» ELENCO DEI COMPITI
1. Secondo il brano sulla farmacologia di genere, a quale università appartiene la Prof.ssa Luigia Trabace?
2. Trascriva il passo del brano sulla farmacologia di genere che inizia con «Esistono, infatti, molteplici» e prosegue fino a «di filtrazione glomerulare.».
3. Prosegua il brano sulla farmacologia di genere dopo l'ultima frase riportata.

----- BRANO PROPOSTO -----

Quote rosa, blu e arcobaleno: l’inclusività necessaria nella ricerca e nello sviluppo di nuovi medicinali

Equità delle cure e parità di genere. Mai come oggi se ne parla anche nel mondo della ricerca e dello sviluppo di nuovi farmaci. A partire da un dato di fatto: tutt’ora le donne sono sottorappresentate negli studi clinici. E questo nonostante la medicina di genere abbia compiuto numerosi progressi negli ultimi anni, dimostrando come essere uomo o donna abbia un impatto specifico su numerosi aspetti clinici: non solo sull’incidenza, sulla sintomatologia e sul decorso di numerose patologie, ma anche sulla risposta ai trattamenti e sulla comparsa di eventuali reazioni avverse ai farmaci. È qui che entra in gioco, nello specifico, la farmacologia di genere volta a definire e mettere in luce le differenze di efficacia e di sicurezza dei medicinali tra uomini e donne. Un fenomeno, quello del cosiddetto “sex-bias”, sempre più dibattuto tra i ricercatori in Italia e all’estero con l’obiettivo di allargare anche alle donne le sperimentazioni, evitando così l’inopportuna assenza di un genere nel campione utilizzato per lo studio di un nuovo principio attivo sia nella ricerca preclinica e, ancor di più, in quella clinica.

 

“Sappiamo che l’immissione in commercio di un farmaco – spiega la Prof.ssa Luigia Trabace dell’Università di Foggia – prevede un percorso di sperimentazione complesso e, prima che esso possa raggiungere gli scaffali della farmacia, sono necessarie numerose fasi di sperimentazione. È oggi ritenuto molto importante che, durante questo percorso di studio del nuovo farmaco, le differenze sesso-dipendenti siano tenute nella dovuta considerazione nei laboratori di ricerca, anche da un punto di vista strettamente metodologico”.

 

Esistono, infatti, molteplici variabili legate al genere che possono influenzare la risposta ad un farmaco, tra cui: il peso e la superficie corporea, l’entità e la distribuzione del tessuto adiposo e della massa magra, il volume plasmatico, la velocità dello svuotamento gastrico, il pH gastrico, la motilità gastrointestinale, la concentrazione delle proteine plasmatiche, l’attività del sistema citocromo P450 e la velocità di filtrazione glomerulare.

----- DATI FORNITI -----

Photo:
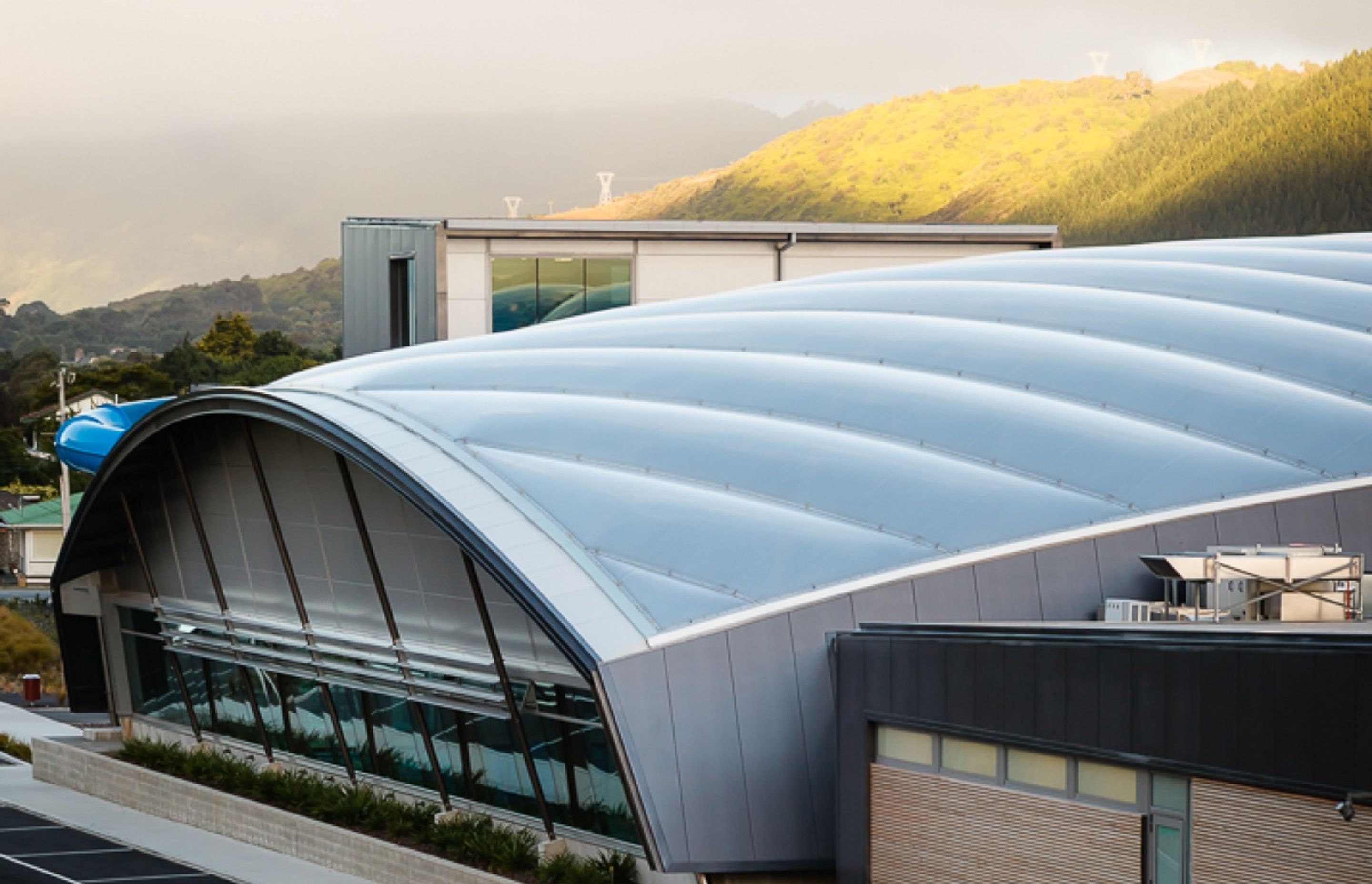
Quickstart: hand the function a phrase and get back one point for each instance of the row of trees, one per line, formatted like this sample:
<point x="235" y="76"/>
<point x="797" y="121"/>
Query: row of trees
<point x="230" y="353"/>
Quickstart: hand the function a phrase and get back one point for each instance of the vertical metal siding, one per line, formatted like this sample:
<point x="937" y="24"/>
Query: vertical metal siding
<point x="637" y="692"/>
<point x="948" y="598"/>
<point x="1252" y="525"/>
<point x="1121" y="573"/>
<point x="1308" y="521"/>
<point x="1187" y="534"/>
<point x="894" y="603"/>
<point x="708" y="749"/>
<point x="367" y="286"/>
<point x="1253" y="836"/>
<point x="928" y="828"/>
<point x="1008" y="589"/>
<point x="1355" y="512"/>
<point x="774" y="762"/>
<point x="1069" y="581"/>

-----

» ELENCO DELLE RISPOSTE
1. All'Università di Foggia.

2.
Esistono, infatti, molteplici variabili legate al genere che possono influenzare la risposta ad un farmaco, tra cui: il peso e la superficie corporea, l’entità e la distribuzione del tessuto adiposo e della massa magra, il volume plasmatico, la velocità dello svuotamento gastrico, il pH gastrico, la motilità gastrointestinale, la concentrazione delle proteine plasmatiche, l’attività del sistema citocromo P450 e la velocità di filtrazione glomerulare.

3.
“Queste differenze biologiche tra i sessi – prosegue la Prof.ssa Trabace – possono influenzare in maniera determinante uno o più processi ai quali è sottoposto un farmaco quando entra nell’organismo. Se tali aspetti sono importanti nella sperimentazione preclinica condotta sugli animali, diventano ancora più cruciali durante la sperimentazione clinica in cui il farmaco viene testato sull’uomo. Tuttavia, ancora oggi – tranne nei casi in cui ci si riferisca a patologie specificatamente femminili – la ricerca farmacologica condotta nei laboratori si avvale per il 75% di animali maschi in quanto storicamente ritenuti meno ‘problematici’, poiché meno soggetti a fluttuazioni ormonali. Allo stesso modo, durante la sperimentazione clinica, le donne sono sottorappresentate. In generale, la partecipazione delle donne risulta insufficiente e inadeguata in tutte le varie fasi e, in particolare, negli studi di fase 1 in cui ha inizio la sperimentazione del principio attivo sull’uomo con lo scopo di raccogliere i dati preliminari sulla sicurezza e tollerabilità del medicinale”.

 

Di fatto, nonostante il genere femminile sia il maggior consumatore di farmaci, il mondo della sperimentazione tende ad escludere le donne e a non tenere in sufficiente considerazione la loro specificità, con un conseguente incremento di reazioni avverse ai farmaci. Un tema al quale sarà dedicato un approfondimento in occasione del 41° Congresso Nazionale della Società Italiana di Farmacologia, in programma a Roma dal 16 al 19 novembre.

 

La mancanza di un’accurata considerazione del sesso e del genere nella valutazione della sicurezza e dell’efficacia dei farmaci danneggia le donne, gli uomini e tutta la popolazione che non si riconosce in una dimensione sessuale binaria. All’interno della Società Italiana di Farmacologia, un gruppo di ricercatori si occupa di discutere e confrontarsi su questo tema con il fine di aumentare la consapevolezza della necessità di approcci terapeutici personalizzati, di motivare il cambiamento, per avvicinarci sempre più ad una medicina moderna, attenta e garante della specificità di ciascuno di noi”, conclude la Prof.ssa Trabace.